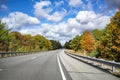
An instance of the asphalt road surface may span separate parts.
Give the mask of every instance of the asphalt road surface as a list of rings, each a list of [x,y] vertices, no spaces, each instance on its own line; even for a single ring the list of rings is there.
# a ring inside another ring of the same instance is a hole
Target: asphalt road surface
[[[54,50],[0,59],[0,80],[120,80]]]
[[[0,80],[63,80],[57,56],[60,52],[61,50],[55,50],[2,58]]]

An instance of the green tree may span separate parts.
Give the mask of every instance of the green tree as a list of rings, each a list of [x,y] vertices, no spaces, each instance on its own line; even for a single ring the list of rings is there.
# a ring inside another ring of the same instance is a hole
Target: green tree
[[[86,52],[92,52],[95,49],[95,39],[93,35],[86,30],[81,36],[80,40],[81,48]]]
[[[78,49],[80,49],[80,36],[79,35],[77,35],[75,38],[71,40],[70,47],[74,51],[78,51]]]
[[[9,30],[6,28],[5,23],[0,21],[0,51],[9,51]]]
[[[111,18],[99,46],[99,57],[120,61],[120,11]]]

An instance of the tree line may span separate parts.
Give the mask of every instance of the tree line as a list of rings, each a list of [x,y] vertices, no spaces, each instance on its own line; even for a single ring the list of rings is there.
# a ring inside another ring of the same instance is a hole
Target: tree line
[[[64,47],[82,55],[120,62],[120,11],[110,19],[105,29],[86,30],[66,42]]]
[[[22,35],[17,31],[10,31],[5,23],[0,21],[0,52],[6,51],[47,51],[61,48],[58,41],[48,40],[42,35]]]

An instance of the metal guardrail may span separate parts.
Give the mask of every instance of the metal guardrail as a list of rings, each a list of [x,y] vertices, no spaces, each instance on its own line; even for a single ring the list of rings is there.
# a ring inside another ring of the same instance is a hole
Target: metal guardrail
[[[28,52],[0,52],[0,58],[26,55]]]
[[[98,59],[98,58],[92,58],[92,57],[86,57],[86,56],[81,56],[79,54],[73,54],[73,53],[69,53],[69,52],[66,52],[66,54],[70,55],[70,56],[76,56],[76,57],[79,57],[79,58],[83,58],[83,59],[86,59],[86,60],[90,60],[93,62],[98,62],[100,63],[101,67],[103,67],[103,65],[109,65],[112,67],[112,72],[116,72],[116,68],[120,68],[120,63],[117,63],[117,62],[114,62],[114,61],[108,61],[108,60],[104,60],[104,59]]]

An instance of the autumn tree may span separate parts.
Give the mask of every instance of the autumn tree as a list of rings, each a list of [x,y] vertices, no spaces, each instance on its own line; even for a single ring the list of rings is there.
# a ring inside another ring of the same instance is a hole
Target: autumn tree
[[[74,51],[77,51],[78,49],[80,49],[80,36],[79,35],[77,35],[75,38],[71,40],[70,47]]]
[[[52,49],[60,49],[62,48],[62,45],[60,44],[59,41],[55,41],[55,40],[50,40],[51,44],[52,44]]]
[[[120,61],[120,11],[111,18],[99,46],[99,57]]]
[[[9,30],[6,28],[5,23],[0,21],[0,51],[9,51]]]
[[[95,49],[95,39],[93,35],[86,30],[81,36],[80,40],[81,48],[86,52],[92,52]]]

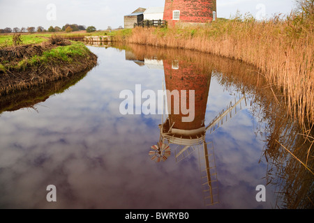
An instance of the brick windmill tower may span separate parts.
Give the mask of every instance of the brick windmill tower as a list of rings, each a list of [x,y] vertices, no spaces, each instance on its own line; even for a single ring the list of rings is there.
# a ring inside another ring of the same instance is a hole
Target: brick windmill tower
[[[165,0],[163,20],[177,22],[207,23],[216,18],[216,0]]]

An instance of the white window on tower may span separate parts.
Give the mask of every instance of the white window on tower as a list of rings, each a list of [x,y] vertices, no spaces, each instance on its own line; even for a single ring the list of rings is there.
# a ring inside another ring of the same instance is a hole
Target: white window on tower
[[[180,20],[180,10],[174,10],[173,11],[172,20]]]

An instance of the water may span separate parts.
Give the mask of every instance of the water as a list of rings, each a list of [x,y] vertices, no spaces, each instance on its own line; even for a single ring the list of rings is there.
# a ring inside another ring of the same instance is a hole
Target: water
[[[256,70],[193,52],[136,45],[89,47],[98,56],[98,65],[87,74],[17,97],[27,102],[1,99],[0,208],[285,207],[285,198],[276,192],[292,183],[281,177],[289,167],[274,160],[294,161],[274,146],[273,138],[274,132],[283,135],[278,140],[293,141],[293,148],[299,130],[288,119],[281,121],[285,115],[278,115],[276,102],[269,100],[272,93]],[[136,84],[142,92],[157,93],[163,83],[168,89],[195,90],[195,121],[190,125],[180,123],[180,115],[170,119],[172,124],[177,120],[175,129],[198,129],[200,139],[186,137],[179,145],[180,134],[168,138],[163,134],[165,143],[177,144],[170,144],[165,162],[156,162],[149,152],[160,139],[162,121],[165,132],[170,130],[167,117],[123,115],[119,107],[124,99],[119,94],[126,89],[135,93]],[[221,119],[204,132],[219,116]],[[185,153],[191,154],[180,155],[186,145]],[[274,155],[275,147],[279,155]],[[206,150],[209,173],[200,169],[206,169]],[[313,178],[294,163],[303,174],[291,174],[291,178],[311,185]],[[218,187],[211,191],[212,200],[202,192],[209,184]],[[46,200],[49,185],[57,187],[57,202]],[[266,186],[265,202],[256,200],[259,185]],[[305,194],[294,192],[306,197],[308,189],[302,190]]]

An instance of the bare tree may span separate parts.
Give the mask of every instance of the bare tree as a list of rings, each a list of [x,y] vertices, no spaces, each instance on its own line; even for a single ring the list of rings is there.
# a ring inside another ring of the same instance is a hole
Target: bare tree
[[[13,28],[13,33],[20,33],[20,29],[17,27]]]

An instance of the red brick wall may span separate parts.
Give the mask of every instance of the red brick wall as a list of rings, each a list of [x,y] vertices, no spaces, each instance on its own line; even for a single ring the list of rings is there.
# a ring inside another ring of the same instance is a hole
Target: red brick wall
[[[179,69],[172,69],[172,61],[163,61],[165,70],[165,87],[167,90],[186,90],[186,105],[188,107],[188,90],[195,91],[195,118],[192,122],[182,122],[183,116],[188,115],[174,114],[173,98],[171,103],[171,112],[169,115],[170,122],[175,122],[174,128],[181,130],[195,130],[204,126],[206,107],[211,78],[211,72],[204,72],[190,63],[186,61],[179,61]],[[181,98],[181,94],[180,94]],[[168,102],[170,98],[167,98]],[[180,101],[181,103],[181,101]],[[180,104],[181,105],[181,104]],[[180,111],[181,112],[181,111]],[[181,113],[181,112],[180,112]]]
[[[165,0],[163,20],[168,24],[177,22],[206,23],[212,21],[216,0]],[[180,20],[172,20],[172,11],[180,10]]]

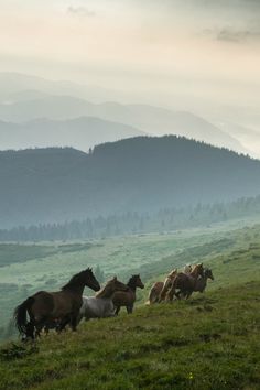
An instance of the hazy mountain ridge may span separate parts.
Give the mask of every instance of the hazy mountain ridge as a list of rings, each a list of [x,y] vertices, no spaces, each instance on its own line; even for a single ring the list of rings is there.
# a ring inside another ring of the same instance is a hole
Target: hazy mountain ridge
[[[260,194],[259,178],[259,161],[173,136],[6,151],[1,228],[232,201]]]
[[[25,123],[0,121],[0,149],[73,147],[84,151],[109,141],[144,136],[123,123],[95,117],[68,120],[35,119]]]
[[[8,122],[30,122],[39,118],[47,118],[50,120],[65,121],[78,117],[96,117],[106,121],[133,127],[140,133],[184,136],[217,147],[226,147],[238,152],[246,152],[246,149],[239,141],[228,134],[228,132],[220,130],[191,112],[172,111],[147,105],[93,104],[72,96],[43,94],[41,97],[41,94],[36,94],[35,91],[28,95],[29,98],[32,96],[35,96],[35,98],[29,100],[26,98],[18,99],[17,101],[0,104],[1,120]],[[25,130],[25,123],[23,126]],[[112,130],[109,129],[109,131]],[[132,136],[137,134],[136,132]],[[53,137],[55,137],[54,133]],[[52,144],[51,140],[52,138],[48,144]],[[110,139],[97,139],[96,143],[100,141],[110,141]],[[77,148],[76,143],[72,143],[72,145]]]

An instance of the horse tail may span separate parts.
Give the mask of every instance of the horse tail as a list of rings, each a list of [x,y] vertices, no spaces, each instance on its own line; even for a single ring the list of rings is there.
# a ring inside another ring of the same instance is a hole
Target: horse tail
[[[26,314],[28,314],[28,310],[32,306],[33,302],[34,302],[34,297],[29,296],[23,303],[21,303],[14,310],[13,313],[14,323],[20,334],[26,334],[28,324],[29,324],[26,319]]]
[[[166,296],[170,301],[173,300],[173,296],[175,295],[175,290],[176,290],[176,286],[177,286],[177,278],[175,278],[172,282],[172,285],[170,286],[170,289],[167,290],[166,292]]]

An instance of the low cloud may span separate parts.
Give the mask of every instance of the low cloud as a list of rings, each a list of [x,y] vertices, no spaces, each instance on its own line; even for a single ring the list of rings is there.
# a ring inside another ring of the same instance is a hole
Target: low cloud
[[[217,41],[243,43],[249,40],[260,39],[260,30],[234,30],[231,28],[205,30],[205,35]]]
[[[67,12],[74,17],[79,17],[79,18],[93,18],[96,17],[96,12],[93,10],[89,10],[86,7],[68,7]]]

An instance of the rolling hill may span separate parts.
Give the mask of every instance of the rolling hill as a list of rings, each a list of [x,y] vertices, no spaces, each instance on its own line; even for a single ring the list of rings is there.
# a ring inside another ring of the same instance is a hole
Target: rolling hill
[[[260,194],[260,162],[174,136],[0,153],[2,228]]]
[[[131,126],[95,117],[67,120],[35,119],[25,123],[0,121],[1,149],[73,147],[84,151],[109,141],[144,136]]]
[[[12,95],[10,100],[0,104],[0,119],[7,122],[31,123],[31,121],[46,118],[65,123],[65,121],[78,117],[96,117],[106,121],[124,123],[124,126],[137,129],[136,132],[140,131],[140,133],[183,136],[237,152],[247,152],[246,148],[227,131],[187,111],[173,111],[148,105],[121,105],[111,101],[93,104],[83,98],[68,95],[48,95],[37,90],[25,90]],[[23,123],[24,131],[30,131],[30,123]],[[110,130],[108,126],[107,132]],[[48,144],[52,139],[56,140],[55,136],[58,137],[58,131],[54,130]],[[10,145],[12,145],[12,140],[13,138],[7,138]],[[107,140],[105,138],[102,141]],[[58,145],[63,145],[62,141]],[[76,147],[75,143],[72,145]],[[31,143],[30,147],[33,144]],[[86,149],[84,150],[86,151]]]

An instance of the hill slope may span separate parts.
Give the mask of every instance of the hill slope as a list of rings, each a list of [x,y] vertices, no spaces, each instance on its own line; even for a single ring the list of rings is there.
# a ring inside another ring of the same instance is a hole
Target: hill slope
[[[140,307],[36,346],[6,346],[0,389],[259,389],[259,288]]]
[[[37,119],[25,123],[0,121],[1,149],[73,147],[84,151],[101,143],[144,136],[131,126],[95,117]]]
[[[0,153],[1,227],[158,210],[260,193],[260,162],[176,137]]]
[[[246,151],[231,134],[186,111],[111,101],[93,104],[82,98],[47,95],[40,91],[31,91],[31,94],[24,91],[23,95],[14,96],[14,100],[0,104],[0,119],[9,122],[24,122],[39,118],[65,121],[86,116],[124,123],[145,133],[183,136],[238,152]]]

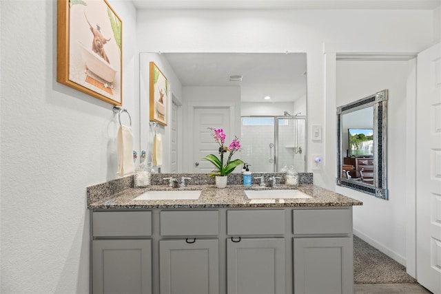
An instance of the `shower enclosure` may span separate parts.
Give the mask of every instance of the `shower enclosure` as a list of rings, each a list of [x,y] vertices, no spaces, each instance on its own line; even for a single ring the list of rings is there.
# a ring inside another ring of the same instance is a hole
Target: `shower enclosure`
[[[242,116],[240,158],[254,172],[306,171],[306,116]]]

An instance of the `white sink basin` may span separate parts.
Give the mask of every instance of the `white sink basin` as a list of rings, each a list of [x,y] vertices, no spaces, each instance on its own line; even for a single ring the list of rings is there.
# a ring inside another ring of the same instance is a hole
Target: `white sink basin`
[[[201,190],[194,191],[147,191],[134,200],[194,200],[201,196]]]
[[[298,190],[245,190],[249,199],[311,198],[312,196]]]

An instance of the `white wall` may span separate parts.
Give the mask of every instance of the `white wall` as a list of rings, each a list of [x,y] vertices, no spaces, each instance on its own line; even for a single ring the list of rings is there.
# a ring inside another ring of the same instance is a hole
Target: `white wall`
[[[384,89],[387,102],[389,200],[338,187],[363,202],[354,207],[354,232],[398,261],[406,263],[406,113],[407,61],[337,62],[336,103],[341,106]],[[345,150],[343,150],[345,154]],[[410,159],[411,160],[411,159]]]
[[[123,19],[123,106],[136,134],[136,12],[109,2]],[[88,293],[86,187],[117,177],[112,105],[57,83],[57,1],[0,5],[1,291]]]

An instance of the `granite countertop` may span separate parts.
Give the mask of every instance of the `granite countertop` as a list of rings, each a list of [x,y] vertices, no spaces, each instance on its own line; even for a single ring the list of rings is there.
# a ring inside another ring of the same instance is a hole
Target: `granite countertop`
[[[213,185],[190,185],[183,189],[173,189],[167,185],[152,185],[147,188],[128,188],[112,196],[102,197],[97,201],[88,199],[89,209],[171,209],[171,208],[220,208],[220,207],[347,207],[362,205],[361,201],[332,192],[311,184],[302,185],[297,189],[311,196],[296,199],[248,199],[245,189],[292,189],[280,185],[274,188],[251,188],[242,185],[229,185],[218,189]],[[201,190],[196,200],[135,200],[134,198],[147,191]]]

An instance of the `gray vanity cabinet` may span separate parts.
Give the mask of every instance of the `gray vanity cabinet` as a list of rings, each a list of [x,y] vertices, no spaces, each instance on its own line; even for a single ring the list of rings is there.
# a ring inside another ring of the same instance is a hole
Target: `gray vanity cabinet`
[[[285,239],[238,241],[227,243],[228,294],[285,294]]]
[[[92,242],[93,293],[152,293],[150,240]]]
[[[351,207],[293,211],[294,293],[352,294]]]
[[[159,242],[161,294],[219,293],[217,239]]]
[[[152,213],[92,214],[94,294],[152,293]]]
[[[162,211],[160,231],[161,294],[218,294],[219,211]]]
[[[352,294],[351,207],[95,209],[93,293]]]
[[[285,293],[285,215],[281,209],[227,211],[228,294]]]

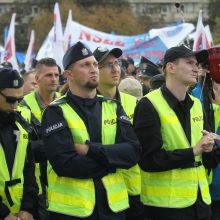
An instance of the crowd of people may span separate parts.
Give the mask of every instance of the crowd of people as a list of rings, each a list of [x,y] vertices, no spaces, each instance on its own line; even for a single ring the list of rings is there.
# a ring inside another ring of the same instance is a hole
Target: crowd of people
[[[135,65],[82,42],[0,66],[0,220],[220,219],[220,87],[185,45]],[[220,74],[220,73],[219,73]]]

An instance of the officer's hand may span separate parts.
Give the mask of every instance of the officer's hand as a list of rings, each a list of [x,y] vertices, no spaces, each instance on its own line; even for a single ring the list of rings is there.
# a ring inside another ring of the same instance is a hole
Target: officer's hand
[[[75,144],[74,147],[78,154],[81,154],[84,156],[87,155],[89,151],[89,145],[87,144]]]
[[[215,133],[208,131],[202,131],[202,133],[203,137],[193,148],[193,153],[195,156],[200,155],[203,152],[211,152],[213,150],[215,140],[220,140],[220,136]]]
[[[20,211],[18,213],[18,217],[20,218],[20,220],[33,220],[33,216],[31,215],[31,213],[26,211]]]
[[[8,215],[7,217],[5,217],[3,220],[17,220],[18,218],[14,215]]]

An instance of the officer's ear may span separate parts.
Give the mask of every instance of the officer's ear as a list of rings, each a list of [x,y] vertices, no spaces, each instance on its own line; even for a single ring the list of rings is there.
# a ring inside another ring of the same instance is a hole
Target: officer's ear
[[[64,71],[64,75],[68,80],[71,80],[73,78],[73,72],[71,69],[67,69]]]

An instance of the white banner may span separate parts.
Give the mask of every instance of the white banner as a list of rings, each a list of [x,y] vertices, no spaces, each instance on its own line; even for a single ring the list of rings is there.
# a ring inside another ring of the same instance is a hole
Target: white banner
[[[171,27],[152,29],[149,33],[134,36],[123,36],[97,31],[72,21],[71,24],[68,24],[68,30],[71,30],[71,32],[68,31],[68,37],[65,37],[64,45],[66,45],[66,47],[67,45],[72,45],[78,41],[82,41],[83,43],[87,44],[92,51],[97,47],[104,47],[108,49],[118,47],[124,51],[130,50],[131,48],[149,41],[156,36],[160,37],[167,48],[176,46],[194,30],[194,25],[190,23],[183,23]],[[53,36],[51,33],[52,31],[50,31],[42,48],[40,48],[37,59],[48,56],[50,53],[52,53],[51,47],[53,44]]]

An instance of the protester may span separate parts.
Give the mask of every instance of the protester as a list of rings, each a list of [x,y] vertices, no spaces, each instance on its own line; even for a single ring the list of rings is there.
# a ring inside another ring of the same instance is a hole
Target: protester
[[[165,77],[163,74],[157,74],[150,79],[150,91],[159,89],[165,83]]]
[[[37,185],[34,176],[28,109],[16,111],[23,79],[12,68],[0,68],[0,219],[32,220]]]
[[[39,187],[38,220],[48,219],[46,211],[46,156],[45,146],[41,140],[41,120],[45,108],[60,96],[56,92],[59,81],[59,70],[56,61],[52,58],[39,60],[35,67],[37,90],[24,96],[21,106],[31,110],[32,124],[37,132],[38,139],[32,142],[36,162],[36,178]]]
[[[42,126],[51,220],[123,220],[128,195],[119,168],[134,166],[139,142],[119,102],[96,95],[98,63],[83,43],[64,55],[67,94]]]
[[[22,75],[24,79],[24,86],[23,86],[24,95],[29,94],[30,92],[34,91],[37,88],[37,82],[35,76],[36,76],[35,70],[30,70],[24,73],[24,75]]]
[[[140,100],[143,96],[143,88],[141,83],[132,78],[123,79],[118,86],[118,90],[136,97],[137,100]]]
[[[206,64],[205,64],[206,63]],[[207,122],[213,132],[220,134],[220,85],[212,78],[208,70],[208,60],[199,68],[198,83],[192,90],[192,95],[198,97],[203,105]],[[220,148],[220,141],[215,142],[215,146]],[[207,177],[210,184],[212,220],[220,219],[220,165],[215,169],[207,170]]]
[[[143,56],[141,57],[139,68],[141,70],[139,80],[143,86],[143,95],[146,95],[150,91],[150,79],[153,76],[161,74],[161,72],[158,70],[159,67],[156,64]]]
[[[137,99],[134,96],[119,92],[117,86],[120,82],[121,68],[119,66],[118,58],[122,55],[122,50],[119,48],[113,48],[111,50],[98,47],[93,52],[94,57],[98,61],[99,67],[99,84],[98,93],[116,99],[121,102],[127,116],[133,121],[134,108],[137,103]],[[124,80],[131,80],[133,83],[139,84],[139,96],[142,95],[141,85],[136,79],[125,78]],[[121,84],[120,83],[120,84]],[[120,86],[120,85],[119,85]],[[134,84],[132,88],[135,87]],[[142,206],[140,204],[140,170],[137,165],[130,168],[129,170],[122,170],[124,174],[125,183],[129,194],[130,208],[126,211],[126,219],[143,219]]]
[[[163,70],[166,83],[138,103],[134,128],[143,147],[139,162],[141,200],[154,220],[208,220],[211,198],[205,168],[217,166],[220,137],[205,131],[202,105],[187,93],[196,83],[198,62],[184,45],[168,49]]]

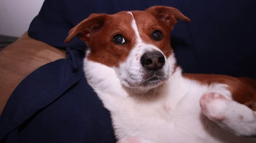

= GIVEN INSTRUCTION =
Rewrite the lines above from the first one through the line containing "Give the mask of every instance of the asphalt", replacing "asphalt road surface" with "paved roadway" and changing nothing else; leave the picture out.

= WORKED SOLUTION =
An instance of the paved roadway may span separate parts.
Give the mask of every instance of the paved roadway as a list of rings, each a list of [x,y] vertices, no spaces, each instance on its own line; even for a single ring the list of rings is there.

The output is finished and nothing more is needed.